* **Excerpted text**
>> Start

And it ain't getting any better, says Bill Styring of the Hudson Institute, a think tank in Washington, D.C.

Styring points out that the ratio of U.S. workers to retirees has been 4 to 1 for the past three decades. But with 76 million baby boomers ready to cash in, the ratio will be 2 to 1 by 2030.

Besides being way too much math for a Monday morning, the numbers are striking.

"That's a demographic fact that business needs to deal with," Styring told www .inc.com. "The population of available workers is going to implode like you wouldn't believe."

That's why I've decided to enter the high-stakes world of corporate headhunting.

The decision came about one-fifth of a nanosecond after my friend Sarah Ryse told me she'll pay $500 for each successful job candidate I send her way.

Ryse does public relations for Norlight Telecommunications in Milwaukee, which, I'm mostly sure, is a company of some sort.

The folks at Norlight are so badly in need of high-tech workers, they are willing to pay anybody who helps them fill openings. Not just pros. Anybody.

Debbie Mancini in West Des Moines has hunted high-tech heads since the late '80s, including times when the dot-com boom was gobbling up anyone with a pocket protector. When the job market was really tight, she'd slip a "finder's fee" to friends who helped her reel in a big fish.

"I didn't care who it went to," she told Workbytes. "I'd give them $1,000. Why not?"

Why not, indeed.

>> End

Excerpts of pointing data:
>> Start

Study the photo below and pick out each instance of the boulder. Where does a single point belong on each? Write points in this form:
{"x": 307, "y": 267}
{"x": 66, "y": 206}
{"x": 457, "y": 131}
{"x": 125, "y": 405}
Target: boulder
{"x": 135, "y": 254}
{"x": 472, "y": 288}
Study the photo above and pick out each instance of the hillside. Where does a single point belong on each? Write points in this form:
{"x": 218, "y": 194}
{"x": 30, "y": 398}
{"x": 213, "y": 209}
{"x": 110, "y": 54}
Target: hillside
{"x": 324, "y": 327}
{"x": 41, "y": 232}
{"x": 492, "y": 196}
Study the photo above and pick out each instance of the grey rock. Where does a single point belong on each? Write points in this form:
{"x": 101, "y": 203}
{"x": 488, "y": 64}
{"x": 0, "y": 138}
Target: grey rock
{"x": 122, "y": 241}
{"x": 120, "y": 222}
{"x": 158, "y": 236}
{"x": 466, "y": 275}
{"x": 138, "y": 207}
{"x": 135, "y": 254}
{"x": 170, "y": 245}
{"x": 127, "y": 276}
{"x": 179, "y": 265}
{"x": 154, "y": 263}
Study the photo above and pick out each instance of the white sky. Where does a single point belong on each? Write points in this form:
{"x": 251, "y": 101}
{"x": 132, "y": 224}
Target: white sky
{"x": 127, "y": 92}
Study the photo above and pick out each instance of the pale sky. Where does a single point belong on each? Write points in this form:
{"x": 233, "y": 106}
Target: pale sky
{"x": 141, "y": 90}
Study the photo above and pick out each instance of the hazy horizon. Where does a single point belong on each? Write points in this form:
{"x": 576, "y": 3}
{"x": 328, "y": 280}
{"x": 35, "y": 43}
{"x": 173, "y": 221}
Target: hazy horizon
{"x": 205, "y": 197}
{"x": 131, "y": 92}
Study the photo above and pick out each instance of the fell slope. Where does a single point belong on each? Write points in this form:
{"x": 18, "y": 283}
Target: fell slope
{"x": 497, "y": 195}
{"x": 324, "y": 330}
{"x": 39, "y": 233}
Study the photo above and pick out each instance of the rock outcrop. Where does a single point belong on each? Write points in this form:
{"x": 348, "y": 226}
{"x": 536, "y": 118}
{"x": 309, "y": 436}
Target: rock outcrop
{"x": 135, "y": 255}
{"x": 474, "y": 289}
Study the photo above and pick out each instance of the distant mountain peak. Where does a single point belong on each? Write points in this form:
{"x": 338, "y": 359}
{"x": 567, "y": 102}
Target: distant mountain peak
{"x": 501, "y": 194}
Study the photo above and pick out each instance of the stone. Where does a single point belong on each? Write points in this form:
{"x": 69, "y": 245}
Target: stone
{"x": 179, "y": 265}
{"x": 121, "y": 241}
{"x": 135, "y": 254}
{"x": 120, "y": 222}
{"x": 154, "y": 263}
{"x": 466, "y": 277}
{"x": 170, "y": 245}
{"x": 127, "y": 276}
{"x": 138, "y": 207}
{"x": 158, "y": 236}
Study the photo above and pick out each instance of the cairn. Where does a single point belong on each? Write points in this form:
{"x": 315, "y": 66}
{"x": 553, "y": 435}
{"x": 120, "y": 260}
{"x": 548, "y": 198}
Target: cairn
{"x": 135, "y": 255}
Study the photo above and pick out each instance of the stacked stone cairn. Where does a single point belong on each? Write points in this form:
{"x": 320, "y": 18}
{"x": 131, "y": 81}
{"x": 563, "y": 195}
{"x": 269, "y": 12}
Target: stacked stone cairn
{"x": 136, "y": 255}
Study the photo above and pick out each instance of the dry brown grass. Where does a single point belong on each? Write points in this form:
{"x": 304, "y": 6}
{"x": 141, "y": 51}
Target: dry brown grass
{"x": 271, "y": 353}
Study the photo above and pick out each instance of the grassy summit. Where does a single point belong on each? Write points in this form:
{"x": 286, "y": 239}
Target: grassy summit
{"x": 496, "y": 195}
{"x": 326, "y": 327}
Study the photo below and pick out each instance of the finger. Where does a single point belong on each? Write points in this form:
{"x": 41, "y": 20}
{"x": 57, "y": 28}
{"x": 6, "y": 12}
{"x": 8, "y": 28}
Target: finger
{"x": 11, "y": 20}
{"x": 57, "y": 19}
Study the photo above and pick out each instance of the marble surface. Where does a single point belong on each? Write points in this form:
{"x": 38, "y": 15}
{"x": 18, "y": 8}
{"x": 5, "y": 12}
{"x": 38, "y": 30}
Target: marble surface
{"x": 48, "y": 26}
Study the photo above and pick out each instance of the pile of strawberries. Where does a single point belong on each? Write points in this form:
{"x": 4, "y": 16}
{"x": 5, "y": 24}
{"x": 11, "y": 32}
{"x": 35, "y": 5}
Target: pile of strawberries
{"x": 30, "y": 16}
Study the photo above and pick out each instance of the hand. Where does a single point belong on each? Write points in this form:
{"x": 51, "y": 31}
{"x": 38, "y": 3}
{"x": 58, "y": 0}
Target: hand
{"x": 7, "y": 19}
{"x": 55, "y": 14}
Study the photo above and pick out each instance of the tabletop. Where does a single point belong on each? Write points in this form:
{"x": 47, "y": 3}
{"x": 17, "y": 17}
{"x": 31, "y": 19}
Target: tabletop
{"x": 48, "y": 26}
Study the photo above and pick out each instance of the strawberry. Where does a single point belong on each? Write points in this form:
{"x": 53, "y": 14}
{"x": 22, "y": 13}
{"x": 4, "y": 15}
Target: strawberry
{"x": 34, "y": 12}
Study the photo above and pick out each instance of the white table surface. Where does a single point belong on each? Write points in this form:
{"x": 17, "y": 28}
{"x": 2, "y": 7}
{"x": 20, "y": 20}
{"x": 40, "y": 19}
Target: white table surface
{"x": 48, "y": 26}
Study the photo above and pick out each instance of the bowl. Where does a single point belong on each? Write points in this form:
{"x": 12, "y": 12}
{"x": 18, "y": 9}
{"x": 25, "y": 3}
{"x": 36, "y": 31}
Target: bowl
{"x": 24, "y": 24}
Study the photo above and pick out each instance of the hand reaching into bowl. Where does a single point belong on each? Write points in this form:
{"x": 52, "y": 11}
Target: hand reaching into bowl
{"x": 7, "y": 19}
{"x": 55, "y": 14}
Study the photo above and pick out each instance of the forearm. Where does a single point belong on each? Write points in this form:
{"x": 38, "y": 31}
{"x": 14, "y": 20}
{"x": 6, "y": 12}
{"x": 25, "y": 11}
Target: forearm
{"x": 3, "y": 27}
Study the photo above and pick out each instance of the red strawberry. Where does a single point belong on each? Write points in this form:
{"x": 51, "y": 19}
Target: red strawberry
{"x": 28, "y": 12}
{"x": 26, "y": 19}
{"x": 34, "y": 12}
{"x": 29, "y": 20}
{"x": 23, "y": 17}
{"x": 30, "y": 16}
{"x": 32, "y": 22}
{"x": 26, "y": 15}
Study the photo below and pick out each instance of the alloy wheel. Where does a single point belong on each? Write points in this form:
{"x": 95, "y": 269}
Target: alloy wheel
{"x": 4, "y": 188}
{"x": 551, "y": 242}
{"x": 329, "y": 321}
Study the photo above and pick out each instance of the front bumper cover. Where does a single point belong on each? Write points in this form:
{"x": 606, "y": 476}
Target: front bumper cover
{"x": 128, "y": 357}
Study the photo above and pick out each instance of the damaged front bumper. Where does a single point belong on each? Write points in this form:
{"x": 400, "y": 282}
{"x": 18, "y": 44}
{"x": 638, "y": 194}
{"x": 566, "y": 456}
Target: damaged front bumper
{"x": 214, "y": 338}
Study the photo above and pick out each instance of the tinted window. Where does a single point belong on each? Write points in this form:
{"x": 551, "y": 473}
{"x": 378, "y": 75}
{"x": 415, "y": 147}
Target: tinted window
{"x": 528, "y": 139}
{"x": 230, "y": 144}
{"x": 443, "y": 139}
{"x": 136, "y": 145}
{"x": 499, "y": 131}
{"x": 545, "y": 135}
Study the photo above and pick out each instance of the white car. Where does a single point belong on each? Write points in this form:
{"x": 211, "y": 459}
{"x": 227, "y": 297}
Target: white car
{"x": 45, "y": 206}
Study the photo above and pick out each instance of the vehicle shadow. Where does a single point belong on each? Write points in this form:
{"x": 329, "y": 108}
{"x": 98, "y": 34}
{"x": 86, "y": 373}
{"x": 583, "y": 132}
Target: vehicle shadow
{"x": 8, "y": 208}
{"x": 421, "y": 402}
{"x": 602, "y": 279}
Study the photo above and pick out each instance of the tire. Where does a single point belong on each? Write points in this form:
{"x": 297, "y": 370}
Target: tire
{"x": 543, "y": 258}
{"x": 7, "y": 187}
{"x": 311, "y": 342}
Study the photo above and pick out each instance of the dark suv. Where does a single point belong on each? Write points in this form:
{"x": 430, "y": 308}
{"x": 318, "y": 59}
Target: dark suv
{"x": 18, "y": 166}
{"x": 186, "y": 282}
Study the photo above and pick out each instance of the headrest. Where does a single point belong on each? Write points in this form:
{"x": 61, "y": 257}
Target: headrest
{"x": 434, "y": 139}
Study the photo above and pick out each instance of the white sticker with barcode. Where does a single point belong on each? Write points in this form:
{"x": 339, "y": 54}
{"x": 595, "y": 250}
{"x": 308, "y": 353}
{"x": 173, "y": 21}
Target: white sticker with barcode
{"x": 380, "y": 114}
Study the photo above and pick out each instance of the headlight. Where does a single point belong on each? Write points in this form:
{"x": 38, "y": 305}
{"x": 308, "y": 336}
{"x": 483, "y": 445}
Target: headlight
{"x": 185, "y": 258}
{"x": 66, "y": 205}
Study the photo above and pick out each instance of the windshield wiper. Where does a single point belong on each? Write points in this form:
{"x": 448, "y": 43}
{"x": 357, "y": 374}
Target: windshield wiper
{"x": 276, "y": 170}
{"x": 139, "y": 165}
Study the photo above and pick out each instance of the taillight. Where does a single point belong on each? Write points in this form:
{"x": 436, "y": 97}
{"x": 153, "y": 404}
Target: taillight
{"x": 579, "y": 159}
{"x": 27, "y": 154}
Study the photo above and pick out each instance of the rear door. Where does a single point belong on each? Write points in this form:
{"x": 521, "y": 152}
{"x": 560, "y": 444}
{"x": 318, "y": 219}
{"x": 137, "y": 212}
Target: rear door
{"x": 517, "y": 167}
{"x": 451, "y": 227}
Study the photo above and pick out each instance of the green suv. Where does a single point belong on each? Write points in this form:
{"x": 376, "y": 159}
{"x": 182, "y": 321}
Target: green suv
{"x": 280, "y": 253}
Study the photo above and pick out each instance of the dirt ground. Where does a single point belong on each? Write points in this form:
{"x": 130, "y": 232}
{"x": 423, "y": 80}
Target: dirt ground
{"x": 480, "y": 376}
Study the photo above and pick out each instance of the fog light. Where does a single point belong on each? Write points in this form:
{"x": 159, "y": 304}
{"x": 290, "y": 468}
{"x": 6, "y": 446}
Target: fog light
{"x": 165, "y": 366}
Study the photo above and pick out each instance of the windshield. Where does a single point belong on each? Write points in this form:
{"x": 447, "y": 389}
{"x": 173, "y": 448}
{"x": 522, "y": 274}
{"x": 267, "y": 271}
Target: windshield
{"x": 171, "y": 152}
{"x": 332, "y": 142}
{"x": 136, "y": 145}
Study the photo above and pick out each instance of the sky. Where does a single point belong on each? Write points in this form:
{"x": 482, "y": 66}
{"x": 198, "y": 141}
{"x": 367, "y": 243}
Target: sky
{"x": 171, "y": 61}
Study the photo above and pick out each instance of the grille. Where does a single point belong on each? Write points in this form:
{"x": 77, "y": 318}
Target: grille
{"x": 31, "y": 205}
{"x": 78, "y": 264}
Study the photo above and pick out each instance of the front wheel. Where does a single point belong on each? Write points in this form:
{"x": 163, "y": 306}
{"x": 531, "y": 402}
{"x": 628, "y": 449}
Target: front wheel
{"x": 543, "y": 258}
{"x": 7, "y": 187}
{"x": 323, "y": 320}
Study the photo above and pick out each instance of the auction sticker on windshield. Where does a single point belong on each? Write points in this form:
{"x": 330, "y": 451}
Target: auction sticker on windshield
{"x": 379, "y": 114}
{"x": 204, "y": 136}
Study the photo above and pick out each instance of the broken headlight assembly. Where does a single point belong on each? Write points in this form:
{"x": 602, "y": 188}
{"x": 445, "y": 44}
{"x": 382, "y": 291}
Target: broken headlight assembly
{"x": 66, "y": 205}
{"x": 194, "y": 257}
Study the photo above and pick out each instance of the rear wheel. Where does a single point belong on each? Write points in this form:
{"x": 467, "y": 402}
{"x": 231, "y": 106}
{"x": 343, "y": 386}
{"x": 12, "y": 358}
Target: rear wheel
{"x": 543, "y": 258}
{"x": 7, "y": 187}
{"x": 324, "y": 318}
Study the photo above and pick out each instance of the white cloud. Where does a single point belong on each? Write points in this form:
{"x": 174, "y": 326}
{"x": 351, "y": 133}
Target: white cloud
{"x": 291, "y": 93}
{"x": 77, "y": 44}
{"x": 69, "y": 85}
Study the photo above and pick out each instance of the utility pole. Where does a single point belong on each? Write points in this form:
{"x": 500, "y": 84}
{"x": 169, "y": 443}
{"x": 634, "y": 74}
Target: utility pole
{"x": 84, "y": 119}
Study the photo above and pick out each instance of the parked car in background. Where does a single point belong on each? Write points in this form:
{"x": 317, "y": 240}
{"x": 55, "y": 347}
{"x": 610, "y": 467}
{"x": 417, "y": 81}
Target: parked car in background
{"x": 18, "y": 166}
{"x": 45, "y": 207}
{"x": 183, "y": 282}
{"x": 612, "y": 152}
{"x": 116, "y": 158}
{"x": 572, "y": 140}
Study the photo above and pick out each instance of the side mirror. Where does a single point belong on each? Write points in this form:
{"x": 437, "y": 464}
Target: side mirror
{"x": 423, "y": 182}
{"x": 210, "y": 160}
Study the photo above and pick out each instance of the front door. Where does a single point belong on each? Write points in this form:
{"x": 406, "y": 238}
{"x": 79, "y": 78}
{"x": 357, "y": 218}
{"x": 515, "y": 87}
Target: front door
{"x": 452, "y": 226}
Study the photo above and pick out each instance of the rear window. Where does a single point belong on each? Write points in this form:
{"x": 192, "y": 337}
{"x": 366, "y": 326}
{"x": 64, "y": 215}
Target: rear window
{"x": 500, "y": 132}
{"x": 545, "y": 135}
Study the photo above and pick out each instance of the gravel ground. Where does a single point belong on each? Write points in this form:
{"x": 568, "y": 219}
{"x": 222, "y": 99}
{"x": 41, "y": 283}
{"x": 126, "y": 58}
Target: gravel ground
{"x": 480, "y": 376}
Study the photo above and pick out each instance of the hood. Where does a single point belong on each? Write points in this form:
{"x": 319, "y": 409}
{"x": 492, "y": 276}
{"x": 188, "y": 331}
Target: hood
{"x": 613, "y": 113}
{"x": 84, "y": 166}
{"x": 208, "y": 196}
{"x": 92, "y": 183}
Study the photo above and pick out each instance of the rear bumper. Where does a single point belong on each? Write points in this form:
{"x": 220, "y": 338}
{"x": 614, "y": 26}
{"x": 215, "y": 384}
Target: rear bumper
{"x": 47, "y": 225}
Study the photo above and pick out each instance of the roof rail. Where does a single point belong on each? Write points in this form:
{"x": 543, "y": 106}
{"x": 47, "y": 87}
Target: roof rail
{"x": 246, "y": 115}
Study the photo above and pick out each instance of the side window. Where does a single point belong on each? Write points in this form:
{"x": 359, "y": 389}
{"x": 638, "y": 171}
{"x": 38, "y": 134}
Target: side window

>> End

* **Required task 1**
Translate this sentence from the piece on the worker shortage into Spanish: "The folks at Norlight are so badly in need of high-tech workers, they are willing to pay anybody who helps them fill openings."
* **Required task 2**
Carry on the piece on the worker shortage from the point where it stops.

* **Task response 1**
La gente de Norlight necesita tan desesperadamente trabajadores de alta tecnología que está dispuesta a pagarle a cualquiera que la ayude a cubrir vacantes.

* **Task response 2**
Experts agree that such bonuses are common in head-hunting circles. But WorkBytes could find no other example of a company making such a public offer.

Trina Jashinsky, vice president of human resources at Norlight, acknowledged the strategy is unusual but "We appreciate the competitive environment we're trying to recruit within."

"More and more, recruiting has become a function of networking, and we want to take advantage of others' knowledge of qualified candidates, as well as their entrepreneurial spirit," she said.

The bottom line is this: For 500 bucks, I will not only find a qualified candidate, I'll type her resume, drive her to the interview, and hold her coat in the lobby until it's over.

If you're one of the best darn application support technicians in the greater Des Moines metro area or any of its forcibly annexed colonies, you should give me a call.

Especially if you're dissatisfied with your current employment situation. (And what are the odds? I mean, you're an applications support technician, for crying out loud.)